- **LISTA DE TAREAS**:
A - Según el artículo sobre los GAL, ¿en qué localidad fue asesinado Juan Carlos García Goena?
B - Indique si cada una de las siguientes afirmaciones concuerda con el artículo sobre los GAL y cite literalmente las palabras que lo deciden: (i) José Antonio Lasa y José Ignacio Zabala nacieron en Tolosa; (ii) el asesinato de Juan Carlos García Goena fue reivindicado; (iii) Julen Elgorriaga era entonces gobernador civil de Gipuzkoa.
C - Transcriba sin cambios el fragmento del artículo sobre los GAL que comienza en "NO, YO NO SÉ LO" y termina en "se ha dado.".

- **TEXTO PROPORCIONADO**:
↓↓↓

NO, YO NO SÉ LO QUE OCURRIÓ, Y
TENGO DERECHO A SABERLO
GARBIÑE BIURRUN MANCISIDOR
No, yo no sé qué
pasó con los GAL; no lo sé a ciencia cierta en su integridad. Ya sé que no todo
puede saberse por completo y que, en cualquier terreno, lo que la realidad nos
muestra solo es una parte de lo que realmente se ha producido. Pero lo cierto
es que las personas tenemos esa costumbre tan particular de querer conocer no
solo el futuro, sino también el pasado. Y ello por motivos diversos, uno de los
cuales es, desde luego, el de responder a las vulneraciones de las normas de
convivencia que cada sociedad se ha dado.
Miren, nací y vivo
en Tolosa (Gipuzkoa). En este mismo pueblo nacieron y habían vivido casi toda
su vida José Antonio Lasa y José Ignacio Zabala, secuestrados, torturados,
asesinados y sepultados en cal viva, horrendos delitos por los que fueron
condenados el general Rodríguez Galindo y Julen Elgorriaga –entonces gobernador
civil de Gipuzkoa–, en lo que fueron los primeros crímenes de los GAL. En este
mismo pueblo había nacido también Juan Carlos García Goena, asesinado en
Hendaia en crimen no reivindicado, pero que sería el último de una serie que
comenzó con los de Lasa y Zabala.

↑↑↑

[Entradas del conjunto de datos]
↓↓↓

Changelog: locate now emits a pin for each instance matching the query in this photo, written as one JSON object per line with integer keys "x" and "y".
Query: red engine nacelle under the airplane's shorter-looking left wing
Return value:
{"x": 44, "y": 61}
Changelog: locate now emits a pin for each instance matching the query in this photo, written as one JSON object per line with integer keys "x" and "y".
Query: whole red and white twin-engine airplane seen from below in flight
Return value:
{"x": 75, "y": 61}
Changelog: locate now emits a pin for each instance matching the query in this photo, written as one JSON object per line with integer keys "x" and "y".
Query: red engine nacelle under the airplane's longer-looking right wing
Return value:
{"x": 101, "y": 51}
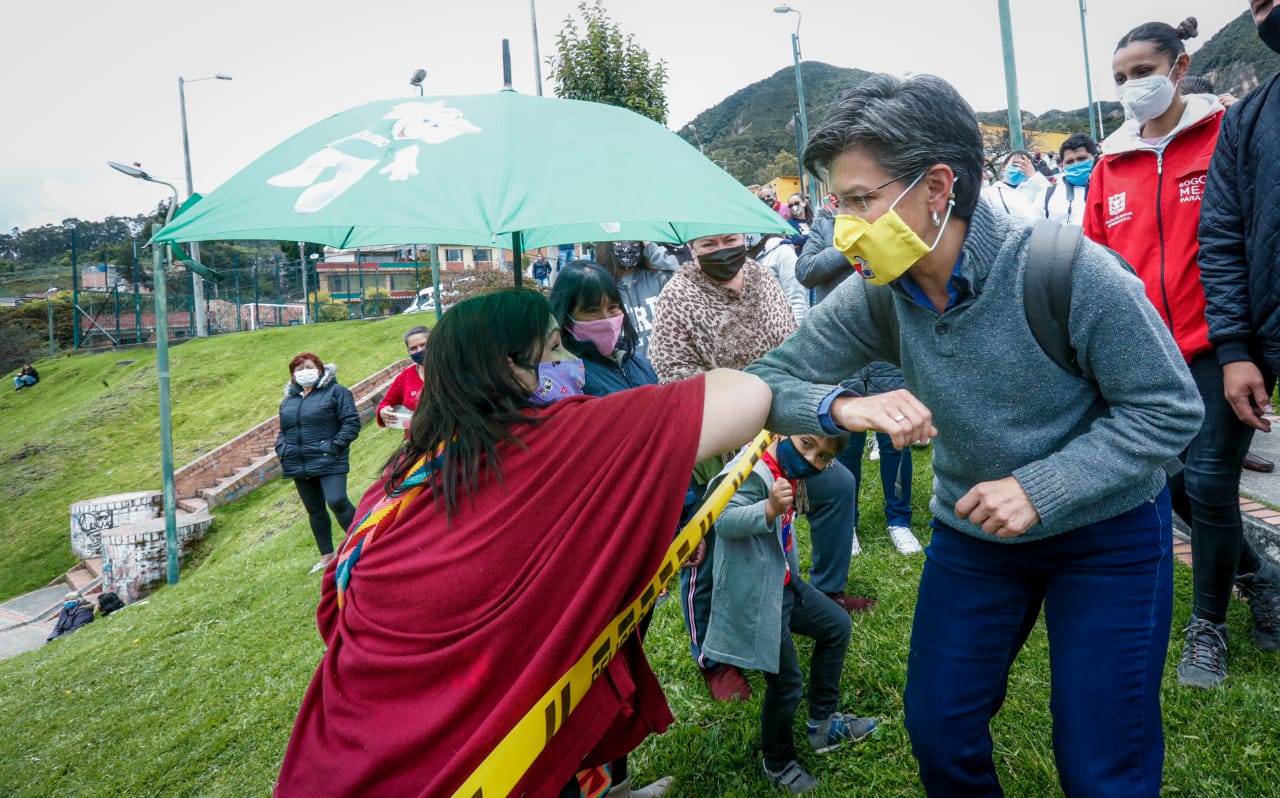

↑↑↑

- **RESPUESTAS**:
A - En Hendaia.

B -
(i) Sí: "En este mismo pueblo nacieron y habían vivido casi toda su vida José Antonio Lasa y José Ignacio Zabala".
(ii) No: "asesinado en Hendaia en crimen no reivindicado".
(iii) Sí: "Julen Elgorriaga –entonces gobernador civil de Gipuzkoa–".

C -
NO, YO NO SÉ LO QUE OCURRIÓ, Y
TENGO DERECHO A SABERLO
GARBIÑE BIURRUN MANCISIDOR
No, yo no sé qué
pasó con los GAL; no lo sé a ciencia cierta en su integridad. Ya sé que no todo
puede saberse por completo y que, en cualquier terreno, lo que la realidad nos
muestra solo es una parte de lo que realmente se ha producido. Pero lo cierto
es que las personas tenemos esa costumbre tan particular de querer conocer no
solo el futuro, sino también el pasado. Y ello por motivos diversos, uno de los
cuales es, desde luego, el de responder a las vulneraciones de las normas de
convivencia que cada sociedad se ha dado.